• [Aim]:
Pull out every line of the records word for word, starting with the line that contains "trace the outline of every instance of the satellite", including that line, and going on through the last line of the records.
-- start Data --
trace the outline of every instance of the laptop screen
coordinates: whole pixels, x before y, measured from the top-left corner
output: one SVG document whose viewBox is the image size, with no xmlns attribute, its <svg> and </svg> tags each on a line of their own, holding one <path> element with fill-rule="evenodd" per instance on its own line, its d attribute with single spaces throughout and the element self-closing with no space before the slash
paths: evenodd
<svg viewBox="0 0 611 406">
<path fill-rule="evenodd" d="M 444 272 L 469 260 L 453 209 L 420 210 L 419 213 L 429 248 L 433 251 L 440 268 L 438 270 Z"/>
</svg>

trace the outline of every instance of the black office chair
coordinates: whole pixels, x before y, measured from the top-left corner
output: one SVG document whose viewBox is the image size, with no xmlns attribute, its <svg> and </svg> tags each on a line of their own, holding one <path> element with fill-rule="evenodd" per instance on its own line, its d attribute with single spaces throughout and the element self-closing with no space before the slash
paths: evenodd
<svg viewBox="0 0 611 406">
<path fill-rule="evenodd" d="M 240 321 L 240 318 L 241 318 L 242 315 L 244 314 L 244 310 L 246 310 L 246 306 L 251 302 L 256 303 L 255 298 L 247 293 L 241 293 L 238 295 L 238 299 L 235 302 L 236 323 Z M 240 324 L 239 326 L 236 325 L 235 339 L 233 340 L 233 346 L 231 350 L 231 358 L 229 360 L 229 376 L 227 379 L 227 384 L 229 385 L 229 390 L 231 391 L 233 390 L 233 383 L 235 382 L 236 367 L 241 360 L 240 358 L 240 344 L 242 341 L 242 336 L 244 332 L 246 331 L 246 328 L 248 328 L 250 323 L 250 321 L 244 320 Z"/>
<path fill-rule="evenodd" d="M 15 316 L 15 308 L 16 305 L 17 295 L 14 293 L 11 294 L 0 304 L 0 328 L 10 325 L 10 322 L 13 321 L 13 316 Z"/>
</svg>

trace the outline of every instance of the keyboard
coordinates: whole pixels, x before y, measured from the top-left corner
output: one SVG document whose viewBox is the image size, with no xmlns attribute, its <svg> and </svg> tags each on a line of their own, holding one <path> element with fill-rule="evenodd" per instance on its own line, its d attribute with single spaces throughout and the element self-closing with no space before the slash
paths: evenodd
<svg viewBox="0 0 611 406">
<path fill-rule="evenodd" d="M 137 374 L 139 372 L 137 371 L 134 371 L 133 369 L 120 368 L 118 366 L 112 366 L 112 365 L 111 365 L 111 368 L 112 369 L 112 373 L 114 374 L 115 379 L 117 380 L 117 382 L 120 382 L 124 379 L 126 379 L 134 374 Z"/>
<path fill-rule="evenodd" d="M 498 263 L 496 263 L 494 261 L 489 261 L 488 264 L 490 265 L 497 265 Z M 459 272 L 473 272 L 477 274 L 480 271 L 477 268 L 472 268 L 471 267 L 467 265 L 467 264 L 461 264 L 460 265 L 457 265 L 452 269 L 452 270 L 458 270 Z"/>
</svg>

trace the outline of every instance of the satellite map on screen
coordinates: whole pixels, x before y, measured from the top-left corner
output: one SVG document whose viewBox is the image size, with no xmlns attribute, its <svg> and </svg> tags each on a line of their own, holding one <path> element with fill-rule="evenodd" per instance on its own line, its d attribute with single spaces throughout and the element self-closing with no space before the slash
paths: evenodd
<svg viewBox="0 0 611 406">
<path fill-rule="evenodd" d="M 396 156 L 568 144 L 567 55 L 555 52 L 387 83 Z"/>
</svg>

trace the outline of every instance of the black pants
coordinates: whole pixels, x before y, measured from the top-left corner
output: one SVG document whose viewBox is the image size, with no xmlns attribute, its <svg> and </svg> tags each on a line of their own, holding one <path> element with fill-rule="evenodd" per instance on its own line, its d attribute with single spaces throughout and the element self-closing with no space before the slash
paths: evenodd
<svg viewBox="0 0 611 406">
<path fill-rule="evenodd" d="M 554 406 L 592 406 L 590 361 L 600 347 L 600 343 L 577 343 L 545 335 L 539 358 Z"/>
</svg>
-- end Data --
• [Correct output]:
trace the outline of every instance of the satellite map on screen
coordinates: whole pixels, x before y, measured from the top-left corner
output: one SVG document whose viewBox is the image size, with no xmlns attribute, its <svg> and </svg> tags each on a line of their own, holding one <path> element with fill-rule="evenodd" per instance on its own line, its d attribute with single spaces throughout and the element self-closing with no space before the slash
paths: evenodd
<svg viewBox="0 0 611 406">
<path fill-rule="evenodd" d="M 396 156 L 568 144 L 567 55 L 555 52 L 387 83 Z"/>
</svg>

trace the outline of every instance of the black pants
coordinates: whole pixels, x before y, measured from the top-left corner
output: one SVG document whose viewBox is the image size, with no xmlns attribute, its <svg> and </svg> tags each on a line of their own, holding one <path> element with fill-rule="evenodd" per instance on its own line, its d attribute with single spaces throughout and the element self-closing with no space before the slash
paths: evenodd
<svg viewBox="0 0 611 406">
<path fill-rule="evenodd" d="M 554 406 L 592 406 L 590 361 L 600 347 L 600 343 L 577 343 L 545 335 L 539 358 Z"/>
</svg>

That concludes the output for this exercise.